Records shown
***

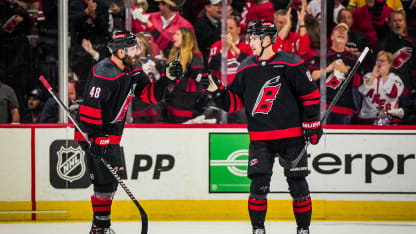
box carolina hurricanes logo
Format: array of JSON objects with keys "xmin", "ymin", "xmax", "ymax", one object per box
[
  {"xmin": 393, "ymin": 47, "xmax": 412, "ymax": 69},
  {"xmin": 251, "ymin": 76, "xmax": 281, "ymax": 117}
]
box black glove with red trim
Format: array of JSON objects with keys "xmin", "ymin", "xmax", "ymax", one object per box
[
  {"xmin": 88, "ymin": 135, "xmax": 110, "ymax": 159},
  {"xmin": 302, "ymin": 121, "xmax": 322, "ymax": 145}
]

***

What to produce
Please print the material exactly as given above, omitting the pictures.

Response to this task
box carolina hurricanes logo
Format: array of JSON objects with keys "xmin", "ymin", "xmax", "ymax", one object per box
[
  {"xmin": 393, "ymin": 47, "xmax": 412, "ymax": 69},
  {"xmin": 251, "ymin": 76, "xmax": 281, "ymax": 117}
]
box black glove with red trim
Format: array of JSON objects with keys "xmin", "ymin", "xmax", "ymax", one object per box
[
  {"xmin": 88, "ymin": 135, "xmax": 110, "ymax": 159},
  {"xmin": 302, "ymin": 121, "xmax": 322, "ymax": 145}
]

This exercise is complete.